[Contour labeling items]
- - -
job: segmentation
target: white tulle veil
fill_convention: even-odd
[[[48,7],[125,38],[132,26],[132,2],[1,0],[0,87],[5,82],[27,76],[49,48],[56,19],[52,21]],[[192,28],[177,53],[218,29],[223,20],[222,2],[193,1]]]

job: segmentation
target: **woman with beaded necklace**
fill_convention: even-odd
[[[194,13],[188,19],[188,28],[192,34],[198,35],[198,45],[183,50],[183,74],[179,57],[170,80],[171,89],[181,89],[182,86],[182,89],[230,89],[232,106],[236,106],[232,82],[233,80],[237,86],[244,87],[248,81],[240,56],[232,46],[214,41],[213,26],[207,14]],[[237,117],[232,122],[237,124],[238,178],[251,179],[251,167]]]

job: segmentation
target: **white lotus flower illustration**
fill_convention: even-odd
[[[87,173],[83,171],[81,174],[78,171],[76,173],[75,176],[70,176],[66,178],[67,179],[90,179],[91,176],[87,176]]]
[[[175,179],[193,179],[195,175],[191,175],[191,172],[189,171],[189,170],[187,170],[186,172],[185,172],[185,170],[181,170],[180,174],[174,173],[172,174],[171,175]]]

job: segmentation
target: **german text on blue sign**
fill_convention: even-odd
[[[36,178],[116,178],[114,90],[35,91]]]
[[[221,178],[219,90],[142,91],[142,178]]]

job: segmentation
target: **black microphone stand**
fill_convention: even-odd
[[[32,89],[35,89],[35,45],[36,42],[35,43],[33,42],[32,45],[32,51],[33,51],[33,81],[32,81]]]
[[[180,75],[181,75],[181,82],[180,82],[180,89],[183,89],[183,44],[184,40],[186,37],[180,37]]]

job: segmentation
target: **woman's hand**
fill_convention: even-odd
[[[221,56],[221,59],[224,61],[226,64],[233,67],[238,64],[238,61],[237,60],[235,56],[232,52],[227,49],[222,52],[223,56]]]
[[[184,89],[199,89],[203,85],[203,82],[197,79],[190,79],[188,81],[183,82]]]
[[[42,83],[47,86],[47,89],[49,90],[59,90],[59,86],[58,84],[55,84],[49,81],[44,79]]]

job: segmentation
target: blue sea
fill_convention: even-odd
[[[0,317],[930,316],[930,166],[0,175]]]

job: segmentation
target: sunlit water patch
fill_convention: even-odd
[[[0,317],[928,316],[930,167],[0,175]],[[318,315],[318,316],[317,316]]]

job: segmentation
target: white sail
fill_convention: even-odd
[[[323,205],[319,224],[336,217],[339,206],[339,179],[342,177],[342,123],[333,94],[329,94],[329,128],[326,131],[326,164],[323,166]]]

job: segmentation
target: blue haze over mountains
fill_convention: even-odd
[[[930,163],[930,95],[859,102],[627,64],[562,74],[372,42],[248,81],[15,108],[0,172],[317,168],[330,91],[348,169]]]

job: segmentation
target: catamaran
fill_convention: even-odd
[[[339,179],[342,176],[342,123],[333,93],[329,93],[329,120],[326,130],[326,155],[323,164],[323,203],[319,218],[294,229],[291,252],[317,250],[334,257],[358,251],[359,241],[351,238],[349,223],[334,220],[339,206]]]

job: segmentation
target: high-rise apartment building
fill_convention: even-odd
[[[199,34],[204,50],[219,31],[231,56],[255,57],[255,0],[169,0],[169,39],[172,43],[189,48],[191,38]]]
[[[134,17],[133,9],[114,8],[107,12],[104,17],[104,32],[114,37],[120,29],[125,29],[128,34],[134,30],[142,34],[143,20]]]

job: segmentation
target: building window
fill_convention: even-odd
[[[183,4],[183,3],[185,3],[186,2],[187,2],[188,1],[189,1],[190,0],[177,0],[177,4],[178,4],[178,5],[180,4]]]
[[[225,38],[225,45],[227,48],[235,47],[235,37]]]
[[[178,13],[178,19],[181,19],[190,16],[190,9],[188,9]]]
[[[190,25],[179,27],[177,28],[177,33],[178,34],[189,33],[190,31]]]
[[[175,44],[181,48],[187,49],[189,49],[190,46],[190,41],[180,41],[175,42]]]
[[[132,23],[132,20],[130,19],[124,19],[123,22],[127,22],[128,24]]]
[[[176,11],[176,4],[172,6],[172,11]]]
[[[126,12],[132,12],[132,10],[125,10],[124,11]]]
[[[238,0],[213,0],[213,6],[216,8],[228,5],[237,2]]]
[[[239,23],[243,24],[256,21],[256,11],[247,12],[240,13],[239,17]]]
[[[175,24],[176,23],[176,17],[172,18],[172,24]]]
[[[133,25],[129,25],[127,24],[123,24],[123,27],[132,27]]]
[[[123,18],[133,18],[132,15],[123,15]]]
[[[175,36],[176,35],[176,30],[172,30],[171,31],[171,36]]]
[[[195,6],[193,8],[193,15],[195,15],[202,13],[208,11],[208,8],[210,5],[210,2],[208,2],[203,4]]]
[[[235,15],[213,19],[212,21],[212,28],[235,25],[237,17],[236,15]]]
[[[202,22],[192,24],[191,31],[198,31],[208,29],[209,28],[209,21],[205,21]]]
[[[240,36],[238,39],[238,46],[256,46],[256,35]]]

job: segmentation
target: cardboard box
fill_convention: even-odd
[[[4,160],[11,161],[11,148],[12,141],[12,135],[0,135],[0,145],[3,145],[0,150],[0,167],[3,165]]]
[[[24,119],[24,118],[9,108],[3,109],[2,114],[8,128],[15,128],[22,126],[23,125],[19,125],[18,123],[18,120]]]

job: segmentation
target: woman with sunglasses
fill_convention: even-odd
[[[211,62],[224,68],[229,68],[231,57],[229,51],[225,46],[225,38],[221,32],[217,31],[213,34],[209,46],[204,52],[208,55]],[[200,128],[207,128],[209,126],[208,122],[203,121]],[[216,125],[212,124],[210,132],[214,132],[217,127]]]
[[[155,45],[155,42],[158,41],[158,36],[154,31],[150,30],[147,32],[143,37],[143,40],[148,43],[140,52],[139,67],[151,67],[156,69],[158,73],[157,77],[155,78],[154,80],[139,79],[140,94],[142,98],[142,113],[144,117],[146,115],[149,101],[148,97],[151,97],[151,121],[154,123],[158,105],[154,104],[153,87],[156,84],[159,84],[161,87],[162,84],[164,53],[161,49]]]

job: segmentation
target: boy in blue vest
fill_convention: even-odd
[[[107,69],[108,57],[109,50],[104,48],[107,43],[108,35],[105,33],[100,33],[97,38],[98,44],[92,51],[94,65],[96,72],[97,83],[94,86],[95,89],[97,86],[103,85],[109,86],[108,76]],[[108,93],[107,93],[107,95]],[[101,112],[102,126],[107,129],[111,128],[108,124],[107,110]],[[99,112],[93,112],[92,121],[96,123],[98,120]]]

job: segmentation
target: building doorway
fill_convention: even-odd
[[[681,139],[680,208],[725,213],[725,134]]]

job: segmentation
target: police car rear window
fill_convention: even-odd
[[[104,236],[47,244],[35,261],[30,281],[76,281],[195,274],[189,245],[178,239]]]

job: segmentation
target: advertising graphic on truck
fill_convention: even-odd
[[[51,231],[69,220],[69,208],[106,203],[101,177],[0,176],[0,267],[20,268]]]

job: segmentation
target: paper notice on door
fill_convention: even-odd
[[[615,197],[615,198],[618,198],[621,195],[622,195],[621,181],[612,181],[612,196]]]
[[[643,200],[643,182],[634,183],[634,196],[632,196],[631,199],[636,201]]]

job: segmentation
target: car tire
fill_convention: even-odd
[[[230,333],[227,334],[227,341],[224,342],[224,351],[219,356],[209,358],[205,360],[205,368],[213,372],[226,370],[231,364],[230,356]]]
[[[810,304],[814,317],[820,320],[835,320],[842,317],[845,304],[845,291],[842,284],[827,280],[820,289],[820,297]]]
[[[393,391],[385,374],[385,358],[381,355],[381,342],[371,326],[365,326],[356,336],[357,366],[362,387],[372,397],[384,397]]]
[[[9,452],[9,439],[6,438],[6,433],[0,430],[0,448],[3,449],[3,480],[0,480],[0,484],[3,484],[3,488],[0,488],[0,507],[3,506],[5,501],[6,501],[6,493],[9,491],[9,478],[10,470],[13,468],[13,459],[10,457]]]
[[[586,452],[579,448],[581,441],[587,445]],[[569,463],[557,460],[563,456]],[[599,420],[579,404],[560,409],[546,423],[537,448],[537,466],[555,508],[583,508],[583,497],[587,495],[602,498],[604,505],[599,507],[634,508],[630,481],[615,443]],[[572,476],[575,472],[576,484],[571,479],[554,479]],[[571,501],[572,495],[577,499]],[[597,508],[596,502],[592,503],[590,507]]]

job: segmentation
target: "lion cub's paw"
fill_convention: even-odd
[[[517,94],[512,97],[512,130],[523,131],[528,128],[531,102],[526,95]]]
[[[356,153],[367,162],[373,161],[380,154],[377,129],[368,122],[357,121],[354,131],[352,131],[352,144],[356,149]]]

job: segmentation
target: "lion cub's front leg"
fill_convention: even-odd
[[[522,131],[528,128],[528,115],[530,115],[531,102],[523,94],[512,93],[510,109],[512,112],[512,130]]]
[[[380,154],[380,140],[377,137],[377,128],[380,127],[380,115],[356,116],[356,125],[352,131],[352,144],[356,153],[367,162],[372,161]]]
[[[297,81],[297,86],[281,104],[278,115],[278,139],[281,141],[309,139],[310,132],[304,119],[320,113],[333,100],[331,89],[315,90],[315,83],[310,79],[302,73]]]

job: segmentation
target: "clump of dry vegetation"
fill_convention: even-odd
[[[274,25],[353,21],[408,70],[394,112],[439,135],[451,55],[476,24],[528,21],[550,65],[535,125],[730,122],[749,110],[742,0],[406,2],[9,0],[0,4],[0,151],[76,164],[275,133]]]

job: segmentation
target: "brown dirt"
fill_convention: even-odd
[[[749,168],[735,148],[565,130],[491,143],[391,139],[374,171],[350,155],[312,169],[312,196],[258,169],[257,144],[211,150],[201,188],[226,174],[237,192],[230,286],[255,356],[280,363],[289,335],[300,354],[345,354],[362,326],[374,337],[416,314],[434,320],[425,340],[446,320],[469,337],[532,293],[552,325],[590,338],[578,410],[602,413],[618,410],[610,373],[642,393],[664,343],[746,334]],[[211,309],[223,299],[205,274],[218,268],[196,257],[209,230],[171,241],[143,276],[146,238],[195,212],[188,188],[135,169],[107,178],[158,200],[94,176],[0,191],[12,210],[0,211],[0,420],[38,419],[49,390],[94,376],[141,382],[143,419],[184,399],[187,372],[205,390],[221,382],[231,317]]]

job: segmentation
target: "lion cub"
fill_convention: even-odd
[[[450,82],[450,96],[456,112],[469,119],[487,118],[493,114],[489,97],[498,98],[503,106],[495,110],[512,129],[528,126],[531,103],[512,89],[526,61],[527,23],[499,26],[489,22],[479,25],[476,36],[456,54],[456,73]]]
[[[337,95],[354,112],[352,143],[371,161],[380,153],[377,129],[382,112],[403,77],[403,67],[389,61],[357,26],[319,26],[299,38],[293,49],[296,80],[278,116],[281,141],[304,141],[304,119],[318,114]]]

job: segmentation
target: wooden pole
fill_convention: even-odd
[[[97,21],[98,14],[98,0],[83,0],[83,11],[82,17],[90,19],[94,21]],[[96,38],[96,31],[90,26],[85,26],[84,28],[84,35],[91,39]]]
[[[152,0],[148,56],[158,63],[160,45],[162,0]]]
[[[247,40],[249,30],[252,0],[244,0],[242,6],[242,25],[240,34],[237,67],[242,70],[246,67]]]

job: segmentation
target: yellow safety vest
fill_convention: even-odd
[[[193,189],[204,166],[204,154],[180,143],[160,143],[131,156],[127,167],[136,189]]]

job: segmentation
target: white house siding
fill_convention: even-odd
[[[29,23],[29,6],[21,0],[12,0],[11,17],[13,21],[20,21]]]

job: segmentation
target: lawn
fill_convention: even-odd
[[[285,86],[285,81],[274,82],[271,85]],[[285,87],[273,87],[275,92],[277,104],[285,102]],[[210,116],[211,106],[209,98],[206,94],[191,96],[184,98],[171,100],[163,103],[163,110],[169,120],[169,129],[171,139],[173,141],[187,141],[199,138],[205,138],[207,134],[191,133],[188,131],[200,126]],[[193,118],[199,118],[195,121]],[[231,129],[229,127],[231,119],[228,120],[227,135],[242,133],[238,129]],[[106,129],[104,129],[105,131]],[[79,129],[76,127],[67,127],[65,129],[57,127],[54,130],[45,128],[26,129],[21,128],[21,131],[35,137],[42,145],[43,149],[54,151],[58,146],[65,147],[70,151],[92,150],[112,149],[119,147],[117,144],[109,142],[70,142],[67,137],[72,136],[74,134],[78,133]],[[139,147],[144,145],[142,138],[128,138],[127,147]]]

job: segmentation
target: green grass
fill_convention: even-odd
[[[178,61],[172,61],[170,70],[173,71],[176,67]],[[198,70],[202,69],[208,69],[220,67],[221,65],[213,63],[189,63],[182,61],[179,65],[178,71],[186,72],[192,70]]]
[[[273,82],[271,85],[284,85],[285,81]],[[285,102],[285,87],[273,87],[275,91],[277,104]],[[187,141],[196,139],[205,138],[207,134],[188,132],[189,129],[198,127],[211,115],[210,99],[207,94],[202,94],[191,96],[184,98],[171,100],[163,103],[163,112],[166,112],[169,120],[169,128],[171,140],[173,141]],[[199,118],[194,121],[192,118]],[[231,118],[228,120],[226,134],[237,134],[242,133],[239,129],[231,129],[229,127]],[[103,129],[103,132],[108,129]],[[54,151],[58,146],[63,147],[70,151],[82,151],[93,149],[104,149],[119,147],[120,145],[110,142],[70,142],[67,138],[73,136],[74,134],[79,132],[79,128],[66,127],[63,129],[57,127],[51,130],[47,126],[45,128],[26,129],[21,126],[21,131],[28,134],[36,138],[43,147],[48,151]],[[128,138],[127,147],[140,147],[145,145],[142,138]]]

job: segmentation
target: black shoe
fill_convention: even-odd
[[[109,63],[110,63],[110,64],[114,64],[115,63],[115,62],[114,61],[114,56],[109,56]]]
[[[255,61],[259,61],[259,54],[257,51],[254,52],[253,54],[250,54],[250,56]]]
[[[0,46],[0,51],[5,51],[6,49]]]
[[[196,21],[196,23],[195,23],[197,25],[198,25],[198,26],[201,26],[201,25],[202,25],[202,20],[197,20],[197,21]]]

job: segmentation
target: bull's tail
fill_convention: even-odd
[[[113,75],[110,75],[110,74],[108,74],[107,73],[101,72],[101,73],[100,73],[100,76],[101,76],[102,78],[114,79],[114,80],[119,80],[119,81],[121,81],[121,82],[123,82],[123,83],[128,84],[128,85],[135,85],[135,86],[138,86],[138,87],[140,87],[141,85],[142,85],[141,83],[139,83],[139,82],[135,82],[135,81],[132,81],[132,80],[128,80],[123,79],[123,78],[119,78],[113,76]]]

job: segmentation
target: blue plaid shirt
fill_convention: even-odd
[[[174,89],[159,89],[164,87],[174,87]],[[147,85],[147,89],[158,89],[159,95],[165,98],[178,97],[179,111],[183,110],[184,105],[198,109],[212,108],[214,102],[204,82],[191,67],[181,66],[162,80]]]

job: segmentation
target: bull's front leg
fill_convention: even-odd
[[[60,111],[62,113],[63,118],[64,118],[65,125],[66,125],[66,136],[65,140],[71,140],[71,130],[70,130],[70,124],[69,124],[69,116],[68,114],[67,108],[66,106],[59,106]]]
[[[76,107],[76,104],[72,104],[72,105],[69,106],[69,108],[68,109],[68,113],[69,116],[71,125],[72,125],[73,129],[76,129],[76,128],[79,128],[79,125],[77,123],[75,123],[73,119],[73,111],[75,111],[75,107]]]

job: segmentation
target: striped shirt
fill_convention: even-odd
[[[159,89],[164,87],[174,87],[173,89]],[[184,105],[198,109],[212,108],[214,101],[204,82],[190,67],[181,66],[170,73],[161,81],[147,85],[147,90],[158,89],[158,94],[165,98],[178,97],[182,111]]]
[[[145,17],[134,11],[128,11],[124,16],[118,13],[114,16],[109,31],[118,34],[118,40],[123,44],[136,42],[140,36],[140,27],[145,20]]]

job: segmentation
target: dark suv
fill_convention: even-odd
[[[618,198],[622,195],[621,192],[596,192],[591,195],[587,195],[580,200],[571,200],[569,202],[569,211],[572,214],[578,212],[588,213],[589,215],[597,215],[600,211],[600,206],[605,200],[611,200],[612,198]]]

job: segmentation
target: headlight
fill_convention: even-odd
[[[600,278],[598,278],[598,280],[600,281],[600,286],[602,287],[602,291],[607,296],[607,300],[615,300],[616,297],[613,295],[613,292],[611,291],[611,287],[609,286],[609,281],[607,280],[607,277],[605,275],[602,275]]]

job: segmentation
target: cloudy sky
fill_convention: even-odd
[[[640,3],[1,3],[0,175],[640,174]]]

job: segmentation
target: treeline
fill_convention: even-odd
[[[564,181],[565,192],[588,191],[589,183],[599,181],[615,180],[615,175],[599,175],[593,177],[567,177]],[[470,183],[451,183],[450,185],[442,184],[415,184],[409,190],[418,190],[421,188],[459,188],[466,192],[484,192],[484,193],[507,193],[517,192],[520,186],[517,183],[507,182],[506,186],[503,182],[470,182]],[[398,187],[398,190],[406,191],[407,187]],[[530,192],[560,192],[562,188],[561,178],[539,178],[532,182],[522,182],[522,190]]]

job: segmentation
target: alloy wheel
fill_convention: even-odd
- - -
▸ **YOUR INSTRUCTIONS**
List each line in the rows above that contains the string "white", treating uppercase and lowercase letters as different.

▸ **CORRECT RESULT**
target: white tulle veil
target: **white lotus flower illustration**
target: white sail
target: white house siding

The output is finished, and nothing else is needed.